**Text to read:**
Norman Chad: Statistics, recent events say racism alive and well in baseball

Pumpsie Green became the Boston Red Sox’s first black player in 1959, nearly 10 years after Jackie Robinson broke the color barrier with the Brooklyn Dodgers. (Harold Filan / ASSOCIATED PRESS)
By Norman Chad Syndicated columnist

In 1947, Jackie Robinson broke the color line in Major League Baseball, joining the Brooklyn Dodgers as the game’s first black player in the modern era.

In 2017 – seventy years later – the Los Angeles Dodgers have one American black player on their roster.

Ah, progress moves in slow and mysterious ways.

As it turns out, according to a USA Today study, of 868 players on MLB rosters at the start of this season, only 62 were African Americans. Sixty-two! Heck, you could find a larger gathering of black men at an Engelbert Humperdinck concert.

American blacks comprised just 7.1 percent of opening-day rosters, the lowest number since 1958.

I know many of my whiter friends will cut me short right here and say, “We’ve got to stop talking about race, we’ve got to get past race.” Frankly, this reminds me that most of the folks who say, “Money isn’t everything,” are the ones who have it.

Race defines America – how could it not?

For the first 87 years of our 240-year history, we had slavery. In 1863, blacks were emancipated; then, a scant hundred years or so later – man, time flies when you’re having fundamental injustice – we passed the Civil Rights Act of 1964, essentially declaring blacks the equal to whites.

That’s right: We’re so screwed up, we had to enact a law to declare that everyone should be pretty much treated the same, because time and again we’ve proven we will discriminate.

**Data extract:**
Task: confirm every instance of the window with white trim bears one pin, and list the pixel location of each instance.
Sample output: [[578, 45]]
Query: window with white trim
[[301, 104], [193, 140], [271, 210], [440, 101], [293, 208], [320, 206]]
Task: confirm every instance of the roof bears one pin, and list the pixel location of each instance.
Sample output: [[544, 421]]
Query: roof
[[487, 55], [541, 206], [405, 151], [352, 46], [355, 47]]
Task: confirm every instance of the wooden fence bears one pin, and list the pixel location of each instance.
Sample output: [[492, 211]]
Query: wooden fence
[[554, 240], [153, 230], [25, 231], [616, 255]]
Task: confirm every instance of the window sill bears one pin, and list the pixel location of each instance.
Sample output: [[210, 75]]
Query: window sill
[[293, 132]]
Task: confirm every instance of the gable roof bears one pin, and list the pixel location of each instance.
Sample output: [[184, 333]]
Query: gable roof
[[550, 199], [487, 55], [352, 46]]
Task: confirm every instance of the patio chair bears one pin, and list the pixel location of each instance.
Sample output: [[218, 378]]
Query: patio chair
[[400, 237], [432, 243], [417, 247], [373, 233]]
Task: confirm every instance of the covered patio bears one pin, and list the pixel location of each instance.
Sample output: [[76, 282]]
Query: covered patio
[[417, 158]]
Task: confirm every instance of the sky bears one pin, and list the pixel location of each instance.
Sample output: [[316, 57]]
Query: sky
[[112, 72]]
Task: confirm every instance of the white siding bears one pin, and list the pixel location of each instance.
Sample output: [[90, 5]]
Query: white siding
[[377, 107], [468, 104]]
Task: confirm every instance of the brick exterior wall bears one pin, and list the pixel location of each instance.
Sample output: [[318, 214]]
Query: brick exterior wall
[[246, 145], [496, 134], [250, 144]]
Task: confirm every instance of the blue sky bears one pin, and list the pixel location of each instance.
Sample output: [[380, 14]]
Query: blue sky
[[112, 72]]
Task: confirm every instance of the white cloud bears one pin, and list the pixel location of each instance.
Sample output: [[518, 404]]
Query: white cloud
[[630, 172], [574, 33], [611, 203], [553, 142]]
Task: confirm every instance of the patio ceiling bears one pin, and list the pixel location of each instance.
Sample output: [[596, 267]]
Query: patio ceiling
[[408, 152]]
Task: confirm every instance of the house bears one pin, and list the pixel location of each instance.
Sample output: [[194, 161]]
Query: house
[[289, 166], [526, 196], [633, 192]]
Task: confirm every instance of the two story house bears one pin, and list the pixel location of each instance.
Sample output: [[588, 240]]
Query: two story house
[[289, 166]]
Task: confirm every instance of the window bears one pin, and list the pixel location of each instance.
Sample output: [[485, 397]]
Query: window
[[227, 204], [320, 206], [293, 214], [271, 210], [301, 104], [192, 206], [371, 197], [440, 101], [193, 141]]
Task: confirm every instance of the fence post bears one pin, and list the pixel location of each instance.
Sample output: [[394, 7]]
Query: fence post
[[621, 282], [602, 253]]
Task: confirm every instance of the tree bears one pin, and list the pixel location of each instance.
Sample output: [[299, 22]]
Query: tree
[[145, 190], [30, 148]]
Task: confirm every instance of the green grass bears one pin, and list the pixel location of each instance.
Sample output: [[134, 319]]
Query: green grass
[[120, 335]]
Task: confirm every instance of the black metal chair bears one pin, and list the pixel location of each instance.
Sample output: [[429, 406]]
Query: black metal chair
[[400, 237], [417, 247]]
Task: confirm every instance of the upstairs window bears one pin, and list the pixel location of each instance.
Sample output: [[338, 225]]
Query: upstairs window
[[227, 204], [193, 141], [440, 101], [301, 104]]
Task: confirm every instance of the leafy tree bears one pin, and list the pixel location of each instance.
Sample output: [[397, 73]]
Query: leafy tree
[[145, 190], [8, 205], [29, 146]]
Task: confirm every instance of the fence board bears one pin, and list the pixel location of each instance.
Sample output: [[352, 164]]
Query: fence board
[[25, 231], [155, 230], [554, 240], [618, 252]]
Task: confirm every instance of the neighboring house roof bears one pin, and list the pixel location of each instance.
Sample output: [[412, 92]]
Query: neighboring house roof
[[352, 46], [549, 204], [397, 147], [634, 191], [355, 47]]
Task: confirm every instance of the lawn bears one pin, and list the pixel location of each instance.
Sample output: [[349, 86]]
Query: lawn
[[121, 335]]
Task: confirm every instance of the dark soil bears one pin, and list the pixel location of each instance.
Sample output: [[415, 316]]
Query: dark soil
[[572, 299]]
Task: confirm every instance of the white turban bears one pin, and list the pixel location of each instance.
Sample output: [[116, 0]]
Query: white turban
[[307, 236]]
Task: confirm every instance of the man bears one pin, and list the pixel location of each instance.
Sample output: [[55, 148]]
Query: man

**Actions to take:**
1. In the column on racism in baseball, how many of the 868 players on MLB rosters at the start of the season were African Americans?
2. In the listing, repeat the part that opens with the line containing "Task: confirm every instance of the leafy" and runs to its end, swapping "fence board" for "fence plank" and leaving everything else as it is.
The text and the listing have nothing to do with each other.

**Solutions to the exercise:**
1. 62

2.
Task: confirm every instance of the leafy tree bears one pin, and list the pixel location of each instance.
Sample output: [[397, 73]]
Query: leafy tree
[[145, 190], [8, 205], [29, 146]]
Task: confirm every instance of the fence plank bears one pin, and list the pixel location of each instance.
Sample output: [[352, 164]]
Query: fence plank
[[25, 231], [155, 230], [554, 240], [618, 252]]
Task: confirm every instance of the neighboring house roof bears one pin, and list the pixel location of each instance.
Sample output: [[412, 92]]
Query: neighboring house roof
[[352, 46], [549, 204], [397, 147], [634, 191], [355, 47]]
Task: confirm every instance of the lawn bears one pin, and list the pixel location of each instance.
Sample output: [[349, 86]]
Query: lawn
[[121, 335]]
Task: confirm every instance of the dark soil bears one pin, and list the pixel location of each instance.
Sample output: [[415, 316]]
Query: dark soil
[[572, 299]]
Task: confirm every instance of the white turban bears one pin, and list the pixel location of each instance.
Sample output: [[116, 0]]
Query: white turban
[[307, 236]]
Task: confirm every instance of the man bears one pin, and list the pixel location of each instance.
Sample output: [[55, 148]]
Query: man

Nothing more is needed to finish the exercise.